Stored items

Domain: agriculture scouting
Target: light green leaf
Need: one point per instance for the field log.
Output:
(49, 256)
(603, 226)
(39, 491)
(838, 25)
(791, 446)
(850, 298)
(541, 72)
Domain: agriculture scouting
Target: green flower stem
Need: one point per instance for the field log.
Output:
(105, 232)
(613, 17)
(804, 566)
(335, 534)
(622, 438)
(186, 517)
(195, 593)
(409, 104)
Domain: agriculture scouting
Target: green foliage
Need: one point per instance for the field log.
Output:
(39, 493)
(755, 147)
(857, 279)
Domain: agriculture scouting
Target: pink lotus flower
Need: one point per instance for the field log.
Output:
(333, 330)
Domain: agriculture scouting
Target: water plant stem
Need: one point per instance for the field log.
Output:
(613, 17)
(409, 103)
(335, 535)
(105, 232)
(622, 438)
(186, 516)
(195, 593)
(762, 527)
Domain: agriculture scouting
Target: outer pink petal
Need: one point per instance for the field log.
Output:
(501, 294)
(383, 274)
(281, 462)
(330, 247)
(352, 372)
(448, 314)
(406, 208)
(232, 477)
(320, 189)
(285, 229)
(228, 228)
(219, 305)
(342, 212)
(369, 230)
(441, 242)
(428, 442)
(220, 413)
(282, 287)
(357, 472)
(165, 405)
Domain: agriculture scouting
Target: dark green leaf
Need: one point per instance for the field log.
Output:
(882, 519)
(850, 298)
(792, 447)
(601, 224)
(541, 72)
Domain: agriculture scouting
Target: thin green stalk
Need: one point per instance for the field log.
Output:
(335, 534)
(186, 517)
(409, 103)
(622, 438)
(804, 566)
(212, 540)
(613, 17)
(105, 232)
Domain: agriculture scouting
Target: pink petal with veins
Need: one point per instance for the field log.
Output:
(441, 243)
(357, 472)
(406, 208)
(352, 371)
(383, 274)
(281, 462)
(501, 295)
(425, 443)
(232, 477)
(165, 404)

* [Directions for this task] Please pull out each line from the rows above that contains the word "leaf".

* [Response to this exercise]
Target: light green leaf
Target: dark green leaf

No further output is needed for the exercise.